Your answer must be the records, copied with no change.

----

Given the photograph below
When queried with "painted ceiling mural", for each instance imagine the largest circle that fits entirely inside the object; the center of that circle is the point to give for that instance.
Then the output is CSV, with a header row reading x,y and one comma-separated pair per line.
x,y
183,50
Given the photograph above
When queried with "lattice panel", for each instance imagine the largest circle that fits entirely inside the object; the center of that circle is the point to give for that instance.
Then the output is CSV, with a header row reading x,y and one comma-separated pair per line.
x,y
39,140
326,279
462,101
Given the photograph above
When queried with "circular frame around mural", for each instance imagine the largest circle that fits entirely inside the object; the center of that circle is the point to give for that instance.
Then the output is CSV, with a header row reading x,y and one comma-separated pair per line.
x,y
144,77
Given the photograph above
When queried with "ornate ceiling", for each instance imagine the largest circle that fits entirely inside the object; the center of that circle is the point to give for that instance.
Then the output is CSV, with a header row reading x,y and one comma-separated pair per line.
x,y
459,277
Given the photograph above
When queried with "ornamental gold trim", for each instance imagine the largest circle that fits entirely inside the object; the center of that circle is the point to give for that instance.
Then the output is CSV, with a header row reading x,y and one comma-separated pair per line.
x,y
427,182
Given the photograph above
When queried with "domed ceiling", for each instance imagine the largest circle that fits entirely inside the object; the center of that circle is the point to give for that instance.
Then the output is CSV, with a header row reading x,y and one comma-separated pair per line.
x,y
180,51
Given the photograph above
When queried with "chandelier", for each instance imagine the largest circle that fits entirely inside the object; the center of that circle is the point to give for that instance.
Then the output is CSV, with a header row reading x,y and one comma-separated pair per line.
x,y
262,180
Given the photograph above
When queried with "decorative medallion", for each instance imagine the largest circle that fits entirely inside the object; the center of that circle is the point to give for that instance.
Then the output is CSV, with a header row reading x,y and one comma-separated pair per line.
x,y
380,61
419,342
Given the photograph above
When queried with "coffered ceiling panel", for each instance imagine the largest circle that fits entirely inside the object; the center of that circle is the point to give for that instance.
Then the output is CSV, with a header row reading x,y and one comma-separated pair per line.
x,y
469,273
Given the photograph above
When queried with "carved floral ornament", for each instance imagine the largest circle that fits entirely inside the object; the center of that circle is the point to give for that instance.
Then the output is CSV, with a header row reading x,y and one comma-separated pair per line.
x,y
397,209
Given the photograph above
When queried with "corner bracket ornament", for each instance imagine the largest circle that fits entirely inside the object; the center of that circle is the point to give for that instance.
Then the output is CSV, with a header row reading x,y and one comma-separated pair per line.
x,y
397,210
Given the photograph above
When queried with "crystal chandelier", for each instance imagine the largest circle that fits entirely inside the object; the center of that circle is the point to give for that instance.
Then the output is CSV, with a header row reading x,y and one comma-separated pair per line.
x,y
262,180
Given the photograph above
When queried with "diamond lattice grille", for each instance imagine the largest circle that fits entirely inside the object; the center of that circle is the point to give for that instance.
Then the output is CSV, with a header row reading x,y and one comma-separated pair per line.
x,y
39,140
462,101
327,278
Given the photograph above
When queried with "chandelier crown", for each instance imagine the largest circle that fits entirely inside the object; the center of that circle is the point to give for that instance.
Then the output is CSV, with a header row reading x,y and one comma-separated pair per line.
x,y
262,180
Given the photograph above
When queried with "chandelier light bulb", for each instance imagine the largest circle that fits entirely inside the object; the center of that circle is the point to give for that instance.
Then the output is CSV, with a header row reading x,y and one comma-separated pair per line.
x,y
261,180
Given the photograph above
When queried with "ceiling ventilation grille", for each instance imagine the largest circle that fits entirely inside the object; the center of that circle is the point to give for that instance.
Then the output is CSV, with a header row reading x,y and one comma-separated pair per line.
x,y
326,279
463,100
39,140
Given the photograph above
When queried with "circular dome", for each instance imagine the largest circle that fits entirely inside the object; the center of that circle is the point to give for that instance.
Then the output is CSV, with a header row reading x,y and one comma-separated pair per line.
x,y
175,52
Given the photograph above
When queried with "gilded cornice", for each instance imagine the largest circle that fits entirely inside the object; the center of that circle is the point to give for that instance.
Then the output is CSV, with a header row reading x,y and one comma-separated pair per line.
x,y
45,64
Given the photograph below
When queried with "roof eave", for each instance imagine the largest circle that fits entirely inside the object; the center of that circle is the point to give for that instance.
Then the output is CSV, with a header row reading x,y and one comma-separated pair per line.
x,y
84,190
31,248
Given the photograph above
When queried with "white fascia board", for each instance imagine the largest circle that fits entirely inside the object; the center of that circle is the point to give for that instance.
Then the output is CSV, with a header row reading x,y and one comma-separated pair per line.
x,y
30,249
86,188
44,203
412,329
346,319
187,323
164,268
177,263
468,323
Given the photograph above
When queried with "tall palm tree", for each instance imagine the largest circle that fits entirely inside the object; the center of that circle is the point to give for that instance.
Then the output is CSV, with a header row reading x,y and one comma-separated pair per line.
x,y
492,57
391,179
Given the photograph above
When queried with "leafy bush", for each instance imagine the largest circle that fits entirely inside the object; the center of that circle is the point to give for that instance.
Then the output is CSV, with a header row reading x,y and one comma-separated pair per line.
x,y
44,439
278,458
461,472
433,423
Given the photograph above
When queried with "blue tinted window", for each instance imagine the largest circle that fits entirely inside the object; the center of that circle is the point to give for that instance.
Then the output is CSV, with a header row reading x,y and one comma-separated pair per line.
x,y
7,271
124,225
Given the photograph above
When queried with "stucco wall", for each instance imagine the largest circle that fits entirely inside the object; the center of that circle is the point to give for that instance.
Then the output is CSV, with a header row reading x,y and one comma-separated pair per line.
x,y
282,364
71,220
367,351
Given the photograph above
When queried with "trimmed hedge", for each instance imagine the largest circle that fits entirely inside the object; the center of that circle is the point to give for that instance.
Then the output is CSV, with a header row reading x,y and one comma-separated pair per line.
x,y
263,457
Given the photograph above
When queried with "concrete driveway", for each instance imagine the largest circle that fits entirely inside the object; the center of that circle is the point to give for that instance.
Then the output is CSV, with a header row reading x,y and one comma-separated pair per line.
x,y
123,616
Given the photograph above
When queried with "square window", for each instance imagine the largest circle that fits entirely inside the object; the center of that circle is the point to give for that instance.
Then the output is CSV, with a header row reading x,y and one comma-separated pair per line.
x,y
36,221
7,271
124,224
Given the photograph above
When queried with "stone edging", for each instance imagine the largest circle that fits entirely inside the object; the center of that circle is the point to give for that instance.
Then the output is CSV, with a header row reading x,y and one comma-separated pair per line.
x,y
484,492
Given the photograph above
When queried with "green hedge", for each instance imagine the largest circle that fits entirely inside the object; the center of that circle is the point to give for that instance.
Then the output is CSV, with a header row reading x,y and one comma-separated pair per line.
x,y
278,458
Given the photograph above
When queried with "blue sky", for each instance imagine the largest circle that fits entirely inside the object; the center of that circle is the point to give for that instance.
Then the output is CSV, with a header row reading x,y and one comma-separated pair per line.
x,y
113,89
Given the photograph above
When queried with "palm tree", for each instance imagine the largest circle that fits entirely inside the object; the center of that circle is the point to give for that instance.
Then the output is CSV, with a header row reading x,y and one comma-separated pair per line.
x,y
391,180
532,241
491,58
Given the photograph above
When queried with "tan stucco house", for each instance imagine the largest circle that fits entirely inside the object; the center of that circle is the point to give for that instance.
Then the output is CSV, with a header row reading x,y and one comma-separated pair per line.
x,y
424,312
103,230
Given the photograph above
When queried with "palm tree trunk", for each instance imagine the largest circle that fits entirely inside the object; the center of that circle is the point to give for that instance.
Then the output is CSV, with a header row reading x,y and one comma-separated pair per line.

----

### TASK OUTPUT
Given the photograph below
When queried with "painted ceiling mural", for each instance imagine the largest circle that fits entirely inside the object; the center of that circle is the point to give for that instance.
Then the output is CSV, with a header row reading x,y and one comma-separated pair per line.
x,y
183,50
Given the photograph above
When queried with "lattice panel", for each instance imagine the largest circle that fits entirely inside the object; the center of that circle is the point to give for that instance.
Then the output is CSV, with a header row reading x,y and one comma-separated pair per line.
x,y
39,140
326,279
462,101
Given the photograph above
When queried with "circular frame around mural", for each instance imagine the largest circle that fits entirely inside the object; the center of that circle is the point to give for that instance.
Then the output is CSV, with a header row reading x,y and one comma-separated pair per line.
x,y
144,77
Given the photograph above
When queried with "ornate ceiling", for each instance imagine the largest circle that fits entirely inside the object; the center of that circle is the point to give for that instance.
Then the output is CSV, with a header row reading x,y and one comma-separated pair per line.
x,y
459,277
Given the photograph above
When queried with "ornamental gold trim", for each instance imagine the largest circle that fits entirely inside the object; the center of that circle is the point to give for that instance.
Then the output is CSV, with a header row reading x,y and one comma-separated pair per line.
x,y
427,182
Given the photograph above
When queried with "domed ceiling", for each instance imagine the largest circle that fits entirely inside the object; the center of that circle is the point to give for that instance.
Then the output is CSV, with a header row reading x,y and one comma-separated pair per line.
x,y
180,51
Given the photograph above
When queried with "chandelier", for each instance imagine the largest circle that fits entirely inside the object; the center of that circle is the point to give for that instance.
Then the output is CSV, with a header row reading x,y and one comma-separated pair per line.
x,y
262,180
Given the photograph above
When queried with "decorative medallion", for each instance imagine the largest circle that fits entirely inside the object; the center of that circle is the point to give for that instance.
Then the output is CSV, with a header row reading x,y and one comma-separated pair per line.
x,y
380,61
419,342
Given the photograph above
When queried with "coffered ceiling panel", for each instance imagine the largest circle that fits entirely inside the object; the center of that circle is the point to give for that instance.
Then the output is CSV, with a header row reading x,y and one comma-separated pair per line.
x,y
469,273
Given the photograph above
When queried with "carved floral ornament", for each instance imagine the largest circle that fits entirely inside the object; the center of that circle is the point to give for that instance.
Then the output is CSV, with a header row reading x,y and one comma-separated pair per line.
x,y
397,209
Given the photograph above
When queried with "corner bracket ornament", for each instance imagine the largest circle that fits entirely inside the object; the center of that circle is the point to give for that instance.
Then the output is CSV, with a header row reading x,y and one comma-separated pair per line.
x,y
397,210
Given the photograph above
When queried with "crystal chandelier", for each instance imagine the largest circle that fits entirely inside the object; the center of that circle is the point to give for that instance.
Then the output is CSV, with a header row reading x,y and one comma-separated pair per line.
x,y
262,180
Given the photograph above
When queried with "diamond lattice grille", for each instance imagine the largest circle that fits entirely inside the object; the center of that circle is the point to give for that instance.
Then the output is CSV, with a header row reading x,y and one comma-separated pair per line.
x,y
39,140
462,101
327,278
Given the photograph above
When queried with "chandelier crown", for each instance imagine the largest circle that fits entirely inside the object; the center of that circle is the point to give for that instance.
Then the output is CSV, with a header row reading x,y and one comma-separated pair per line.
x,y
262,180
Given the photograph above
When queried with "chandelier light bulb", for each instance imagine the largest circle that fits entirely inside the object; the center of that circle is the point to give for that instance.
Then the output is CSV, with a header row reading x,y and one comma-separated pair per line.
x,y
261,180
Given the photograph above
When queried with "ceiling ventilation grille", for each instance imagine the largest circle that fits entirely inside the object; the center of that circle is the point to give for that instance.
Then the output is CSV, with a header row reading x,y and one comma-separated pair per line.
x,y
326,279
463,100
39,140
Given the photograph above
When queried with "circular dome", for each instance imagine the largest circle that fits entirely inside the object; the center of that circle is the point to give for that instance.
Then the output is CSV, with a header row reading x,y and one comma-separated pair per line.
x,y
175,52
Given the photograph above
When queried with "gilded cornice", for each instance imagine the largest circle that fits entirely inside the object; the center of that circle is the point to give for that instance.
Then the output is CSV, with a header row reading x,y and one comma-separated pair per line.
x,y
45,64
Given the photograph below
When queried with "roof eave", for each instance imagine the largest circle that fits entirely inside the object; the center of that circle is the point to give for that instance.
Then the output is CSV, with a header row reading x,y and one comma-separated pair per line.
x,y
84,190
31,248
Given the photograph above
When queried with "white fascia board", for each instance imagine the largest circle that fits entirely inside the object; the center of that circle is the point to give for that instance.
Then the output is CSV, with a header row reading x,y and one comma-separated pair per line.
x,y
30,249
86,188
44,203
412,329
346,319
187,323
164,268
177,263
468,323
Given the photograph above
When queried with "tall palm tree", for each instance imagine the largest circle that fits entirely inside the object; the center of that circle is the point to give for that instance.
Then the output is CSV, with a header row reading x,y and one comma-separated pair per line.
x,y
492,57
391,179
Given the photograph above
When queried with "leafy bush", for each instance imagine the largest circle that fits entirely inside the object; the center of that circle is the point to give for that instance.
Then the output is CSV, with a header row reading x,y and one comma-separated pair per line.
x,y
44,439
278,458
461,472
433,423
Given the photograph above
When queried with "blue tinted window", for each instance imagine the largest circle that fits entirely inside the object; the center of that circle is the point to give for that instance.
Then the output is CSV, with a header row reading x,y and one comma-separated pair per line.
x,y
7,271
124,225
Given the photograph above
When queried with "stucco wall", for each instance imagine the largest circle that fits entirely inside the object; the center of that circle is the point to give for that instance.
Then the output is CSV, with a header row reading x,y and one comma-separated pair per line.
x,y
282,364
71,220
367,351
Given the photograph above
When queried with "trimmed hedge", for each instance imagine the largest circle that fits entirely inside the object; the center of that circle is the point to give for that instance.
Then the output is CSV, with a header row reading x,y and one comma-separated pair per line.
x,y
263,457
Given the photograph above
When queried with "concrete driveway", for each instance imagine the largest circle that fits entirely inside the object; the center of that circle is the point to give for that instance.
Then the output is CSV, with a header row reading x,y and one comma-separated pair per line.
x,y
123,616
Given the photograph above
When queried with "square window", for each instance imagine the largest circle that fits entirely inside the object; the center of that circle is the point to give for that instance.
Then the output is CSV, with a header row reading x,y and one comma-separated pair per line.
x,y
36,221
7,271
124,224
Given the photograph above
When queried with "stone edging", for each instance imagine the largest circle that fits entirely inside the object; the center of that circle is the point to give for that instance.
Then the output is CSV, with a header row reading x,y and one comma-separated pair per line.
x,y
484,492
Given the photograph above
When queried with "green hedge", for each instance imagine the largest circle that fits entirely inside the object; the center of that circle is the point to give for that instance.
Then the output is CSV, with a header row reading x,y and one comma-separated pair per line.
x,y
278,458
Given the photograph above
When queried with "blue sky", for each instance imagine the largest circle that fits entirely inside the object; the center of that circle is the point to give for that instance.
Then the output is CSV, with a header row reading x,y and one comma-separated pair per line.
x,y
113,89
Given the photograph above
When queried with "palm tree", for each instance imagine the largest circle that fits entirely inside the object; the center of that circle is the point to give for that instance.
Then the output is CSV, with a header row reading x,y and one comma-separated pair per line.
x,y
391,180
532,241
491,58
Given the photograph above
When queried with "tan stucco house", for each instance imagine the largest circle that fits entirely inside the object; the center of that circle is the point to give for that instance.
Then the output is CSV, with a header row reading x,y and one comma-separated pair per line.
x,y
424,312
103,230
Given the photograph above
When queried with "palm tree trunk", for each instance imagine the largest circle that fits entirely inside the object; the center of that circle is the point to give for that instance.
Then the output is CSV, with a header row reading x,y and one comma-separated pair per line.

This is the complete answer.